*Passage to read*.
Practicing jazz licks like the ones we’re about to examine in this section are an important way in which jazz students acquire an authentic jazz vocabulary. In fact, each of the following licks are based on a specific approach to improvisation. Therefore, as you play each lick, try to visualize how the notes are organized with respect to the harmony and the meter. Once you feel comfortable with a particular lick, you may even want to try transposing it to another key. This will help you internalize the essential melodic principle behind the lick.
Each of the 10 licks and the corresponding melodic approaches are listed below so that you can navigate through the material at will.
Our first three jazz licks are suitable for beginner students. While each lick employs a different improv approach, they also share several unifying principles. For example, each of the beginner licks draw the 7 tones of the C major scale. In addition, these licks do not contain any chromatic tones (aka “accidentals”).
Let’s consider the first lick.
Our first lick uses an improv technique called chord tone targets. In this approach, the improvisor creates a strong sense of linear harmony by aligning chord tones (Root, 3rd 5th or 7th) on the strong beats of the meter—beats 1 and 3. Often, it is the absence of this organizing principle that makes young improvisors sound inept. Instead, they just sort of “noodle around” with a scale. By contrast, professional players spend countless hours practicing lines that are organized in this manner. In Lick #1 below, the circled notes indicate chord tones on strong beats.
Lick #1 – Chord Tone Targets
Of course, you may find some transcriptions of jazz masters that include licks in which a non-chord tone occurs on a strong beat. It isn’t necessary to be dogmatic about chord tone targets. However, this approach is one way in which jazz musicians frequently build lines with linguistic syntax. In fact, throughout today’s lesson, each subsequent improv approach still generally includes this basic paradigm. Once you feel comfortable with Lick #1, see if you can improvise your own line organized around this principle. For example, you could use the same targets tones and simply vary the connecting notes.
For a deep dive of this improv approve approach, check out our course on 2-5-1 Soloing with Chord Tone Targets (Int).
You may have noticed that Lick #1 featured quite a bit of stepwise motion. In fact, players who think primarily in terms of scales tend to gravitate toward stepwise movement. However, professional players also include skips and leaps in their lines by using a technique called outlining chords. This technique involves playing ascending or descending arpeggios over the given chord progression. For example, the first measure of Lick #2 is comprised two ascending Dm7 arpeggios in 1st inversion (F–A–C–D). Similarly, the second measure centers around arpeggiating 4 tones of G9 using the notes B–D–F–A. Finally, the last two measures of Lick #2 outline a C ▵7 chord in various inversions.
Lick #2 – Outlining Chords
The outlining chords approach places chord tones not only on the strong beats, but on every single note! Often times, players will alternate between chord outlines and scalar motion as they change chords to create a sense of variety and balance.
For a deep dive on the outlining chords improv technique, check out our course on 2-5-1 Soloing with Outlining Chords (Int).

*Supplied information*.
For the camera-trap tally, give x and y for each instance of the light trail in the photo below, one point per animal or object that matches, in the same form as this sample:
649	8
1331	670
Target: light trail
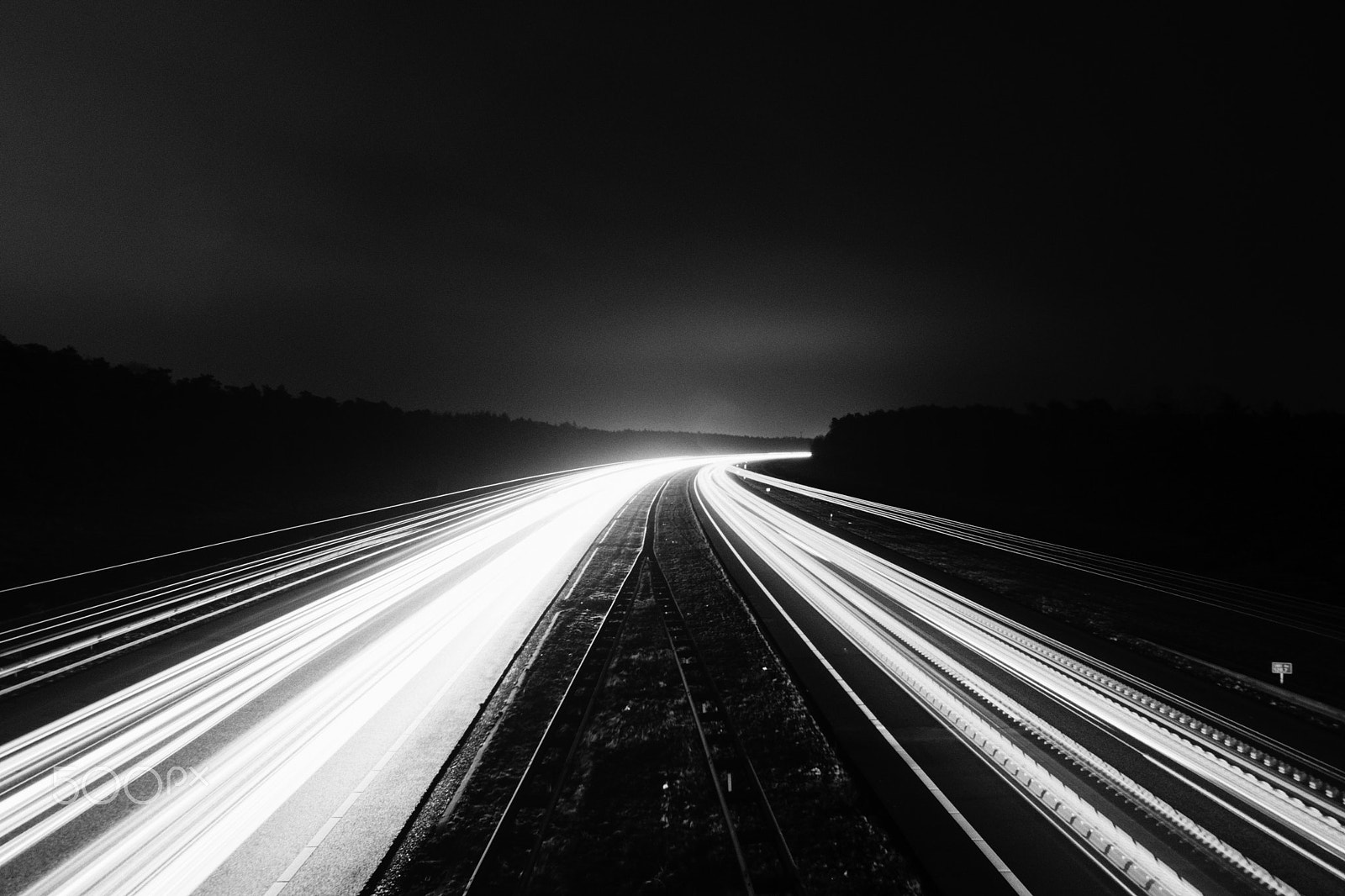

*Given task*. List the chord tones that the jazz licks lesson names in its explanation of the chord tone targets approach.

*Reply*. Root, 3rd, 5th, 7th